# Drenalin LD center shot



## limpguy (Oct 13, 2004)

*center shot*

They say 13/16" with fixed rest and 11/16" with fall-away these are start points.


----------



## hrtlnd164 (Mar 22, 2008)

my son's tuned at 3/4" with drop-zone rest.


----------



## hrtlnd164 (Mar 22, 2008)

forgot to mention--- no noise problems, make sure your not getting noise from acessories. I had to dampen the drop zone launcher to relieve a buzzing noise.


----------



## leebow (Jan 30, 2007)

*dren ld*

My LD is loud also, and it also has some vibration issues


----------



## leebow (Jan 30, 2007)

*LD centershot*

I have the QAD HD on my LD and to get center shot my measurement is 1/2 inch from riser to the center of my arrow, my switchback is about the same


----------



## Harley1999 (Apr 7, 2006)

leebow said:


> I have the QAD HD on my LD and to get center shot my measurement is 1/2 inch from riser to the center of my arrow, my switchback is about the same


Check your top wheel make sure it's not leaning


----------



## Wishbone (Jun 19, 2006)

leebow said:


> My LD is loud also, and it also has some vibration issues


*
Center shot try 11/16ths for a drop away rest..*


*Once you get specs right , cam rotation right...Try a medium heavy to heavy arrow..
And a good hefty stab like a Stealth 6" or a BoxJax 7" , Doinker 10"....
That seems to be the recipe for a dead in your hand LD , it has on mine and few others I know :darkbeer:*


----------



## Green River (May 13, 2006)

Why would the center shot be different from a fixed rest to a fall away?


----------



## Jay-J (Apr 20, 2005)

*Ld*

Depending on your rest...Steve at Mathews told me that the TT pronghorns have been paper tuning at around 5/8"


----------
++++++
§ EXERCISES TO COMPLETE:
1/ Summarize the thread in two sentences.
2/ Pull out the stretch of the thread from "forgot to mention--- no" through "a buzzing noise.", copying it word for word.
The items that come next are separate material, unrelated to the thread.
++++++
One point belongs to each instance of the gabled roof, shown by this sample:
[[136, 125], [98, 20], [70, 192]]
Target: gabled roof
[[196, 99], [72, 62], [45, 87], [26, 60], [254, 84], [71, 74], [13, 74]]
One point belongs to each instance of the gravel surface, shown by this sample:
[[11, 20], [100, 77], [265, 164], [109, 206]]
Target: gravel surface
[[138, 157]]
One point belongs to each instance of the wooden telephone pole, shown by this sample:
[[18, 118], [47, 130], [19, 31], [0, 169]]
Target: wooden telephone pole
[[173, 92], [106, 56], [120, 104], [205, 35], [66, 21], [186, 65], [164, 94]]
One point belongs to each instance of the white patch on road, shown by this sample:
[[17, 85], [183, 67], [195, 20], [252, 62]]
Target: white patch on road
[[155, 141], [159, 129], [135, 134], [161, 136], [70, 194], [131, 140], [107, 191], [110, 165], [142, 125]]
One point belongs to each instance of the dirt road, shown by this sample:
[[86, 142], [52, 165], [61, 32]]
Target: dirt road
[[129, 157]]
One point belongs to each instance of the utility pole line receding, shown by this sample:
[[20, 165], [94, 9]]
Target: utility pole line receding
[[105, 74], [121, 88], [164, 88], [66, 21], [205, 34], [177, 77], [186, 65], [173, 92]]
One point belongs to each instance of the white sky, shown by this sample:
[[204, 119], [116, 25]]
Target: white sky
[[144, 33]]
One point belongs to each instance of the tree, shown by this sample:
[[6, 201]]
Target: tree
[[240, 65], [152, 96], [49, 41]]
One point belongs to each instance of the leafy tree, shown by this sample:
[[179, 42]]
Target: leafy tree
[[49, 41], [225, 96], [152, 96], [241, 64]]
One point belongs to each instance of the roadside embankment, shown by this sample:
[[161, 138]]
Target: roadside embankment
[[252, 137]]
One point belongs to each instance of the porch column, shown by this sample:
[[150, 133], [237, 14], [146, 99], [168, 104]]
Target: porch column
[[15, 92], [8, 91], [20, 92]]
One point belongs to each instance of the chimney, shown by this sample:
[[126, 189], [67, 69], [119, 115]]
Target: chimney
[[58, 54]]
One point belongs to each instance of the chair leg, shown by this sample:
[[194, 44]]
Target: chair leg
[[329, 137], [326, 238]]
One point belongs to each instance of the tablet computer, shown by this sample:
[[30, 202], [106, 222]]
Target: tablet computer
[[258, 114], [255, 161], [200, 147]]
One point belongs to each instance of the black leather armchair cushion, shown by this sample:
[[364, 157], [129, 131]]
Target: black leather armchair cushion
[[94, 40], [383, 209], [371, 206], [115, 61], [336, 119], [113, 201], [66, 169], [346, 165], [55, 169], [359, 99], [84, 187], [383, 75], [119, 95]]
++++++
§ THE RESPONSES:
1/ Posters give center shot settings for the Drenalin LD: 13/16" with a fixed rest and 11/16" with a fall-away as starting points, 3/4" with a drop-zone rest, and 1/2 inch from riser to arrow center with a QAD HD. Others report noise and vibration and suggest checking accessories for noise, using a medium heavy to heavy arrow and adding a hefty stabilizer, and one asks why the setting would differ between a fixed and a fall-away rest.

2/
forgot to mention--- no noise problems, make sure your not getting noise from acessories. I had to dampen the drop zone launcher to relieve a buzzing noise.